──────── Data records ────────
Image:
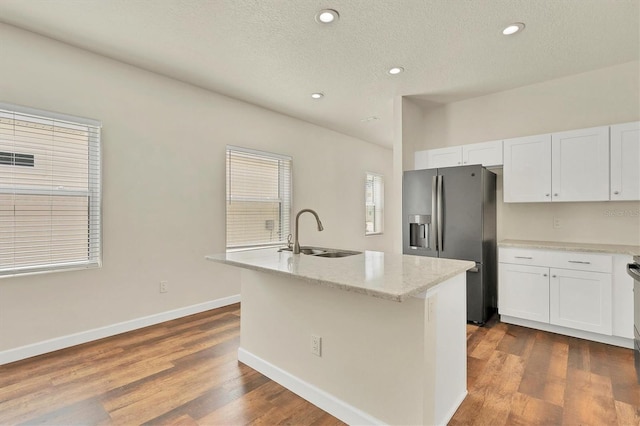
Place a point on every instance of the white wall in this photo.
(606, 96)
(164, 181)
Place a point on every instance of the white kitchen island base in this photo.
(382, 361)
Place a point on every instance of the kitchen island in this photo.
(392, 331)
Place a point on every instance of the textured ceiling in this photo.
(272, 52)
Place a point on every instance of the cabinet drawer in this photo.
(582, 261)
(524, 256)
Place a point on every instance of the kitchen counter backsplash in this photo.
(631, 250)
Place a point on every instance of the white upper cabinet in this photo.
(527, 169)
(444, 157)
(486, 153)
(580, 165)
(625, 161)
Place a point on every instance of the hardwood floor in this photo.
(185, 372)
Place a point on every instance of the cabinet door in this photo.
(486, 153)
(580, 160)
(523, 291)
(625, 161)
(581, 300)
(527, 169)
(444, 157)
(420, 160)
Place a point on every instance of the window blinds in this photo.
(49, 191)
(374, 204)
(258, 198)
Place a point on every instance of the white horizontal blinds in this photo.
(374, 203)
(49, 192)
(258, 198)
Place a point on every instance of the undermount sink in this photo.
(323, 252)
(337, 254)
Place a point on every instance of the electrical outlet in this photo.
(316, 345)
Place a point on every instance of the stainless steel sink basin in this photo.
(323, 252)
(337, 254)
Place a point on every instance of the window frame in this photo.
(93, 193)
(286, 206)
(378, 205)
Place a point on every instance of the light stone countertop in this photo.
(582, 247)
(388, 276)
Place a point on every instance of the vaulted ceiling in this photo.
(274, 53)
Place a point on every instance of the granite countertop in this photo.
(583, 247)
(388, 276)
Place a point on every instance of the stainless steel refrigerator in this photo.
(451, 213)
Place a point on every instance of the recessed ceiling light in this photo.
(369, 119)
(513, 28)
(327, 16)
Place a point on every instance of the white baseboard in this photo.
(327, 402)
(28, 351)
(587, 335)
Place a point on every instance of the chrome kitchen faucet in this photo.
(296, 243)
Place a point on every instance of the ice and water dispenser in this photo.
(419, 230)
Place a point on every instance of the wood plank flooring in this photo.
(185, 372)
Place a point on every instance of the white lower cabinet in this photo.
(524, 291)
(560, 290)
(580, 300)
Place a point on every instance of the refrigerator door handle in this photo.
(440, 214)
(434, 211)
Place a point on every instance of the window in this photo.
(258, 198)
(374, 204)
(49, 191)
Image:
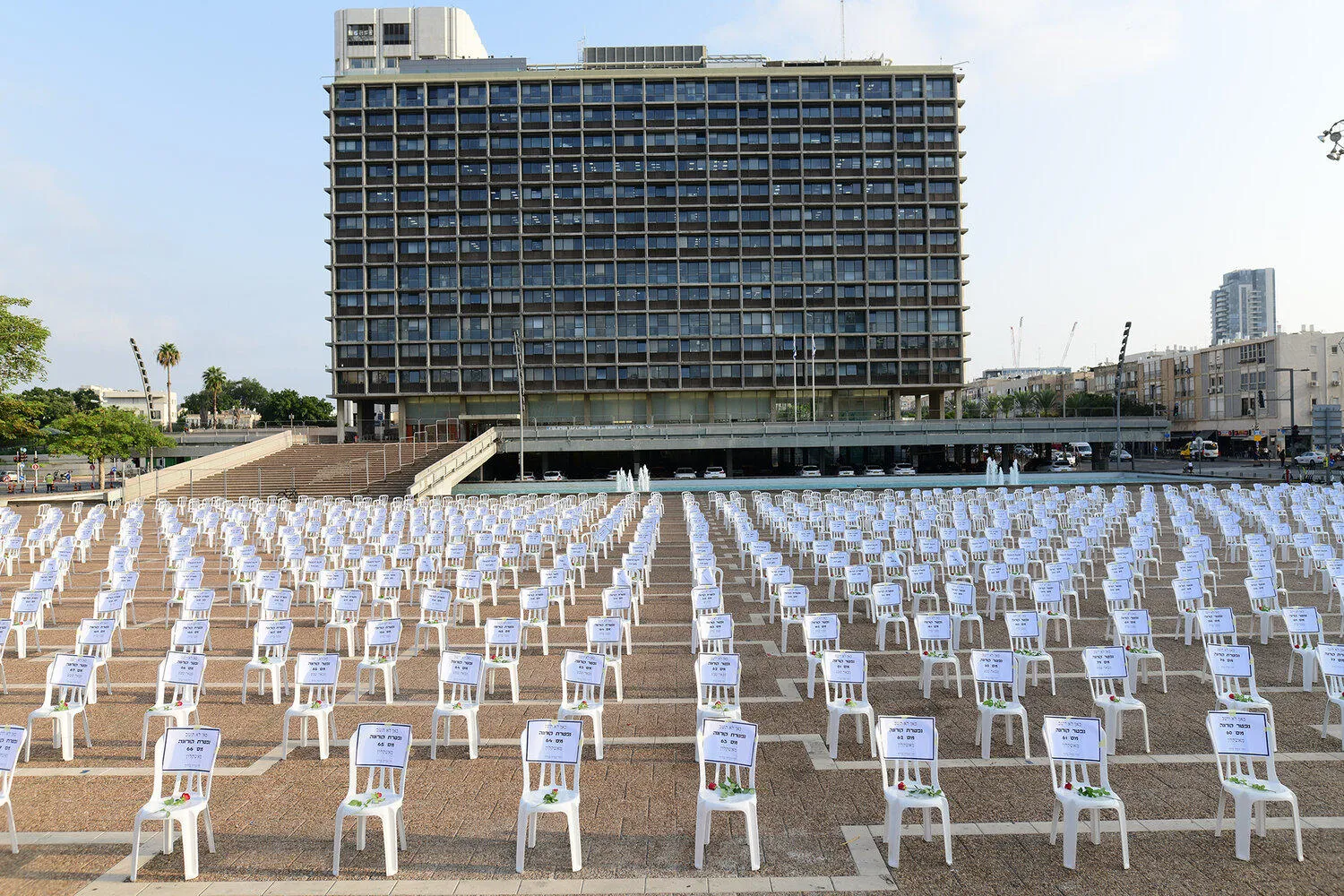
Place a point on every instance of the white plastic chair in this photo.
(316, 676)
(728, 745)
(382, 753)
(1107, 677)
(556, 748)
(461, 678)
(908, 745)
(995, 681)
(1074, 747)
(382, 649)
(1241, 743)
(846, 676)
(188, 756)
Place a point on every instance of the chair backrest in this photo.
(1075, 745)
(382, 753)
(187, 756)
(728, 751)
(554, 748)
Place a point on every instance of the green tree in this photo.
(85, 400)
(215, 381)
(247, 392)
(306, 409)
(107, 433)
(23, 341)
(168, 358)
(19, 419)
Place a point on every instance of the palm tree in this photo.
────────
What to produce: Rewrite the entries starting at the line that contains "Place a point on every instance of the vaulted" and ending at the last entry, replacing "refrigerator" with "fridge" and leaving everything else unchanged, and leave the pictures out of your answer.

The result:
Place a point on every instance of the vaulted ceiling in this photo.
(274, 53)
Place a point on every instance of the granite countertop in this photo.
(583, 247)
(388, 276)
Place a point on every instance of the stainless steel fridge in this photo.
(451, 213)
Place a point on every instance of the recessed ceiling light in this photo.
(369, 119)
(513, 28)
(327, 16)
Place a point on every instance of the white baseboard in this photo.
(327, 402)
(28, 351)
(587, 335)
Place a point on every instance of the chrome kitchen faucet in this photo.
(296, 243)
Place a point on every instance of the ice and water dispenser in this photo.
(419, 230)
Place a point on every instance of the wood plank flooring in this photo.
(185, 372)
Place a point on every instance of the white lower cabinet in this photo.
(524, 291)
(560, 290)
(580, 300)
Place a point on every instance of the fridge door handle in this photo.
(440, 214)
(434, 211)
Place a point on every instance of the window in this photo.
(258, 198)
(374, 204)
(49, 191)
Image:
Place a point on every instance of the white plastic chair in this photo.
(316, 676)
(728, 745)
(382, 753)
(1107, 677)
(556, 748)
(461, 678)
(908, 745)
(995, 681)
(1074, 747)
(382, 649)
(1241, 743)
(846, 676)
(188, 756)
Place a point on every instance of the chair backrest in this photo.
(1075, 745)
(382, 753)
(187, 756)
(728, 751)
(554, 748)
Place a point on every instance of the green tree in this photo.
(85, 400)
(215, 381)
(247, 392)
(306, 409)
(107, 433)
(23, 341)
(168, 358)
(19, 419)
Place a point on every instance of the palm tree in this photo.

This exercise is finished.